Your assignment: Please continue the forum discussion about game prices and Steam sales, picking up after its last line.

Text provided:

So, there's your red meat - have at it.
Or... you know. Maybe making a decent game means you can reliably count on a new generation of gamers coming to discover your awesome game. As for not needing to...Meh. You should probably look into how game development works , especially at the A and AAA.
Also creative games don't necessarily mean good, or profitable.
A game needs to be good enough to be deemed worth the money by any buyer and if a 5 or 10 year old game can do that wile being compared against contemporary offerings...yeah it's doing something right.
#1 - I've never seen more freshness in gaming as in the last two decades. Never had so many new things to play in PC as right now.
#2 - Everything has climbed prices, but gaming hasn't as much as other things around. Still gaming is one of the most affordable hobbies I've come across. (Advice: You don't need every DLC nor every season pass and microtransaction)
#3 - Read the Steamworks documentation. Publishers set pricing.
#4 - Devs don't need to deeply discount games as they used to. Gamers have played a bigger role in it than they are willing to accept.
#5 - Steam isn't the only player in this game anymore. Now you have sale events happening somewhere every other week. Sales paradigm changed long ago. As in #4 Gamers have played a bigger role in it than they are willing to accept.
i still think overall the customer is losing
subjective of course...
amen for a good refund process...
Only 2007 - since I bought a Half-life 2 box off a stack in Best Buy (or Circuit City?), and discovered that I'd have to install this "Steam" thing if I wanted to play it.
(been playing games in general since 1980, on the Apple II)

Supplied material:
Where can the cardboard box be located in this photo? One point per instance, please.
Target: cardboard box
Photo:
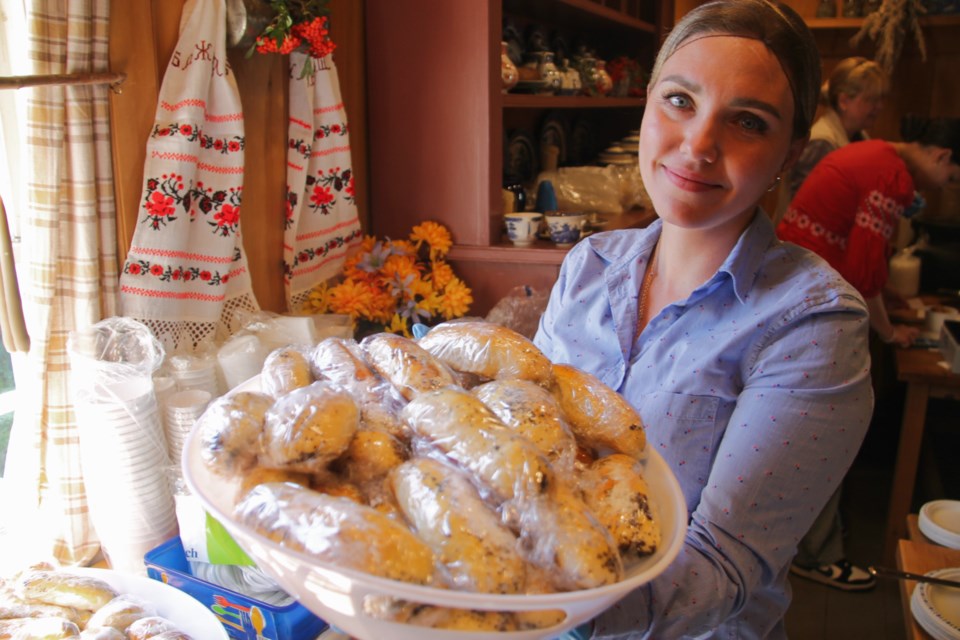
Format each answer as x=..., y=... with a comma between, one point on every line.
x=236, y=611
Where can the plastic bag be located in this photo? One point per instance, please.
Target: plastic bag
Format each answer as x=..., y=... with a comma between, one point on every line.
x=520, y=310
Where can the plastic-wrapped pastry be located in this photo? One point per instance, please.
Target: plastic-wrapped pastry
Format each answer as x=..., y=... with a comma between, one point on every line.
x=563, y=537
x=121, y=612
x=151, y=627
x=284, y=370
x=406, y=365
x=599, y=416
x=534, y=413
x=64, y=589
x=171, y=635
x=339, y=531
x=102, y=633
x=371, y=455
x=453, y=619
x=488, y=350
x=616, y=492
x=11, y=607
x=307, y=428
x=341, y=361
x=39, y=629
x=230, y=430
x=466, y=431
x=261, y=475
x=447, y=512
x=334, y=485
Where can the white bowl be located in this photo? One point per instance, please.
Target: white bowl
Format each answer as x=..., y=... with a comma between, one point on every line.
x=337, y=594
x=940, y=521
x=188, y=613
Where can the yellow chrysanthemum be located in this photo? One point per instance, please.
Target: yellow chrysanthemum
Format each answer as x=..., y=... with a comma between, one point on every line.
x=431, y=303
x=435, y=235
x=441, y=274
x=456, y=299
x=404, y=247
x=352, y=297
x=398, y=325
x=318, y=299
x=400, y=266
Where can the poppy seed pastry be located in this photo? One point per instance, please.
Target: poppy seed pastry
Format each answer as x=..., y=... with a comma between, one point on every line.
x=307, y=428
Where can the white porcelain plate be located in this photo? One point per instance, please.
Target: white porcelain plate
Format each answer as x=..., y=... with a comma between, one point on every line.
x=188, y=613
x=940, y=521
x=937, y=608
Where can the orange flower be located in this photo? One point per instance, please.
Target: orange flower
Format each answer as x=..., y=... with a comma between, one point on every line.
x=456, y=299
x=441, y=274
x=435, y=235
x=353, y=298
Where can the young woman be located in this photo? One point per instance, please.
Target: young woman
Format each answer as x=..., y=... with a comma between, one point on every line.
x=852, y=98
x=746, y=357
x=850, y=205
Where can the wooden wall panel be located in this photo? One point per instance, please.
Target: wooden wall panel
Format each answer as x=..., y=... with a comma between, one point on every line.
x=143, y=34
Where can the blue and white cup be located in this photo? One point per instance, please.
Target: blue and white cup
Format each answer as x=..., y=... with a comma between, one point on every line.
x=565, y=228
x=523, y=227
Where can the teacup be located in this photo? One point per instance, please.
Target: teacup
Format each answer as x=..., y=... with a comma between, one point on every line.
x=522, y=227
x=565, y=228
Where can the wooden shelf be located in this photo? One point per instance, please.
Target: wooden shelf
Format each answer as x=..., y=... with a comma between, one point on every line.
x=531, y=101
x=544, y=251
x=586, y=13
x=835, y=23
x=856, y=23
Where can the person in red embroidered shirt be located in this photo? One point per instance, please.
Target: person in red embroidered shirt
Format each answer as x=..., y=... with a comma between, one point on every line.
x=848, y=208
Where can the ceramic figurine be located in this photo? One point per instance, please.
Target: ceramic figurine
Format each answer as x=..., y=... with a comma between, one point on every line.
x=509, y=76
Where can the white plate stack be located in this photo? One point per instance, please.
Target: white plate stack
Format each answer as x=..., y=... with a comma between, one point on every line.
x=240, y=358
x=940, y=521
x=181, y=410
x=125, y=465
x=937, y=608
x=195, y=372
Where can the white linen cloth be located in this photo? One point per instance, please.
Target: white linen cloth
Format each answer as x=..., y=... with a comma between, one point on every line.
x=186, y=274
x=321, y=213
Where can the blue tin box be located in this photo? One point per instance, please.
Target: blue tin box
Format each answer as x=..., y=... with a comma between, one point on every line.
x=240, y=615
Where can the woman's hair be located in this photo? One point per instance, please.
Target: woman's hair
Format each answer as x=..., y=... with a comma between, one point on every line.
x=775, y=25
x=941, y=131
x=853, y=76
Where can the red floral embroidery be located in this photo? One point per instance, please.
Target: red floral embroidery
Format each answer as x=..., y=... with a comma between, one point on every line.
x=223, y=204
x=323, y=186
x=300, y=147
x=289, y=206
x=164, y=195
x=327, y=130
x=171, y=273
x=306, y=255
x=190, y=132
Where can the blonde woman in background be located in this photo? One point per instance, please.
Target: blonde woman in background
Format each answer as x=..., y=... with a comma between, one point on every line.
x=851, y=100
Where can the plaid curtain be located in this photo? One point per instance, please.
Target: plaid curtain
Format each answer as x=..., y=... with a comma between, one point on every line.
x=67, y=262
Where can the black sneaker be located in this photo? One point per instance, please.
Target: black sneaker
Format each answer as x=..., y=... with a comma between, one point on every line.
x=839, y=575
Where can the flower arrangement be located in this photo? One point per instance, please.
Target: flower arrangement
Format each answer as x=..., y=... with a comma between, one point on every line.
x=390, y=285
x=889, y=27
x=295, y=24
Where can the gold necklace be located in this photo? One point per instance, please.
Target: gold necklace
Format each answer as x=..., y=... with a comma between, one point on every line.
x=648, y=278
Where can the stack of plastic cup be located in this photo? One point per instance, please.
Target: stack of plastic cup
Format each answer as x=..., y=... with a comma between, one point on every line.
x=195, y=372
x=240, y=358
x=182, y=409
x=125, y=461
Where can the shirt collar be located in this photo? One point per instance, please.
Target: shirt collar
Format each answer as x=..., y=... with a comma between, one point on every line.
x=621, y=249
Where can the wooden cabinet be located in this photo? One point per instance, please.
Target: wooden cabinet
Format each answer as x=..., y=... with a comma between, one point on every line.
x=437, y=119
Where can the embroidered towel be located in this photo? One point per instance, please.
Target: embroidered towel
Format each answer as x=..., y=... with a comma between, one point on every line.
x=186, y=274
x=321, y=213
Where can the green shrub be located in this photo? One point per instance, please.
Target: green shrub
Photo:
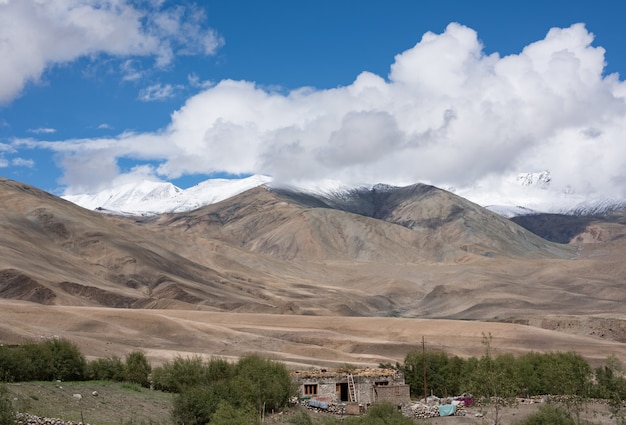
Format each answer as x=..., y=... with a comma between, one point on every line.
x=251, y=385
x=263, y=382
x=137, y=369
x=226, y=414
x=548, y=414
x=68, y=363
x=175, y=375
x=194, y=406
x=7, y=414
x=107, y=369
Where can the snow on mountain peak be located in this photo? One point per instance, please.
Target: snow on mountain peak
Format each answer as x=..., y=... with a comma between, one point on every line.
x=151, y=198
x=522, y=194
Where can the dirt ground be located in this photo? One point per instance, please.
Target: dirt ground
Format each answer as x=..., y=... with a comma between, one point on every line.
x=300, y=341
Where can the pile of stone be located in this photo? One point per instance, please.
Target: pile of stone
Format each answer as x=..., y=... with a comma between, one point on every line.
x=420, y=411
x=28, y=419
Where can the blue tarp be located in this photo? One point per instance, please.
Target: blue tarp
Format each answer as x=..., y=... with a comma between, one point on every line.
x=319, y=404
x=447, y=409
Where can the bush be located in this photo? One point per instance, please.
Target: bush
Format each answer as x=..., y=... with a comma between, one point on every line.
x=7, y=414
x=108, y=369
x=68, y=363
x=174, y=376
x=548, y=415
x=263, y=382
x=226, y=414
x=137, y=369
x=195, y=406
x=251, y=385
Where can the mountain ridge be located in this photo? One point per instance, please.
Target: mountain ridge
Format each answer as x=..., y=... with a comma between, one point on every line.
x=421, y=252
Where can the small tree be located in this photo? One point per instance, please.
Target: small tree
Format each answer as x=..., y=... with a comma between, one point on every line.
x=548, y=414
x=107, y=369
x=226, y=414
x=492, y=380
x=137, y=369
x=7, y=414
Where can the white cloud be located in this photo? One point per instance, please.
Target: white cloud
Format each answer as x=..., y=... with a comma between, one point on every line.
x=157, y=92
x=448, y=114
x=43, y=130
x=22, y=162
x=37, y=34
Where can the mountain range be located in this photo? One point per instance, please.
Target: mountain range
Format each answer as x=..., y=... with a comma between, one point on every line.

Written answer:
Games were $50 standard for the PS1/2 era, then they were $60 for the PS3/4 era. I've been expecting the rise to $70 since the current console gen came out. I don't fall for most microtransaction things, I love when games give me 'free' lootboxes (since opening them reinforces that they're awful purchases and I'll never spend a dime on them), etc. I've never been on board the "all DLC is cut content!" bandwagon. /shrug
Yeah, I'll agree with that. Steam sales used to be Big Events! Ooh Aah! Now, I just keep an eye on games that I have on my wishlist, rarely buy any of them, and I feel no strong pressure to get them because my backlog is still full and I know there'll be another sale in a month or two. /yawn
I've not bothered with most of those other storefronts. I try to avoid them, unless forced into it by a game I really want to play - just like Half-life 2 got Steam installed, I ended up with Ubi's launcher because of The Division, and EA/Origin due to Mass Effect & Dragon Age. There's been nothing motivating me to get on GoG or Epic - I'm tired of having to create new accounts, install new launchers, etc. If I can avoid it, I will. /shrug
(and I haven't used those other storefronts that I've installed - the only games I have on Ubi are Div and Div2; the only games on Origin are ME 2 & 3, Dragon Age 2 & 3, and Kingdoms of Amalur. I've never given them my payment info, and never spent a dime on them - I bought all those games in boxes at stores back in the day, and entered codes. DIvision 2 came as a free code with my previous GPU.) I used to get console games cheap on Amazon, but it's been awhile since I bought an actual disc. As much as I dislike the 'digital age', I'm still stuck in it and am living with it. /meh
I've never refunded a game on Steam, nor felt the need for it. Of course, I also only bought like a dozen games last year, most of them indie stuff. The AAA games that I buy at launch (at most 2-3 a year), are all games I know I'm going to play and enjoy. Haven't had a problem yet. I don't think the game industry is falling into a pit, I don't view devs & publishers as "the enemy", and I think idiots review-bombing are a plague. I haven't wanted to be associated with the hive of scum and villainy represented by "Gamer" for years now, they're such a toxic pile of internet awfulness.
Which I totally didn't believe when I heard it, but when looking at the history to back it up I found that this is officially the first.